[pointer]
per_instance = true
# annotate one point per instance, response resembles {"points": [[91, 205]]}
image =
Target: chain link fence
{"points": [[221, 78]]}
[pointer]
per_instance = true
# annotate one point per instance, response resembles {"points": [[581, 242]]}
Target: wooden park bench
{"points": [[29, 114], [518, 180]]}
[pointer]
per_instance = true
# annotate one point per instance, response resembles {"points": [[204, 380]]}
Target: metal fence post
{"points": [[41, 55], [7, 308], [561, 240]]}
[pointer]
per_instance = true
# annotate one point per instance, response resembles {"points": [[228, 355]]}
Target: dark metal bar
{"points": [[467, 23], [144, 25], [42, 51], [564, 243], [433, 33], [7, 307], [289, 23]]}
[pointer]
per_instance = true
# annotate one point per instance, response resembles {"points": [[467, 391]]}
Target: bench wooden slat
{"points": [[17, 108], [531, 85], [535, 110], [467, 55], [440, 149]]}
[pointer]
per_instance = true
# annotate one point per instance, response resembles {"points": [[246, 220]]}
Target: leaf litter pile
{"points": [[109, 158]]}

····················

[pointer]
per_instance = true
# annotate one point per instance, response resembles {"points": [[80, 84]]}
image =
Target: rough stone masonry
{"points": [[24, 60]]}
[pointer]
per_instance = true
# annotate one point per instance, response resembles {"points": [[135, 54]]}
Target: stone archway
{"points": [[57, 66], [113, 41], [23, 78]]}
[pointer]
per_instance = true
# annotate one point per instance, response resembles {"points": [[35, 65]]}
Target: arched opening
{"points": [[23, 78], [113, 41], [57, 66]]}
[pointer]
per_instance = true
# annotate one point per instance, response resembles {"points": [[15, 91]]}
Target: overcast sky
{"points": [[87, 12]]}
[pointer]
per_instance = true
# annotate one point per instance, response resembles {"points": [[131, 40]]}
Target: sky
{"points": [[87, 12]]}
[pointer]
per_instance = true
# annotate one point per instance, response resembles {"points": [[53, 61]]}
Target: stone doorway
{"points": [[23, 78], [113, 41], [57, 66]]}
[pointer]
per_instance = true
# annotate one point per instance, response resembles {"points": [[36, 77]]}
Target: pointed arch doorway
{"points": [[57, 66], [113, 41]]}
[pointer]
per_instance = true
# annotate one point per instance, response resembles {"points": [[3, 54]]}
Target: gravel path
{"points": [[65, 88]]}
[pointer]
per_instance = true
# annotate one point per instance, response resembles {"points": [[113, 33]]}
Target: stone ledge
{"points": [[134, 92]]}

····················

▶ Problem description
Count the lines above that contain the string "bench", and reply with only that number.

▶ Worked answer
2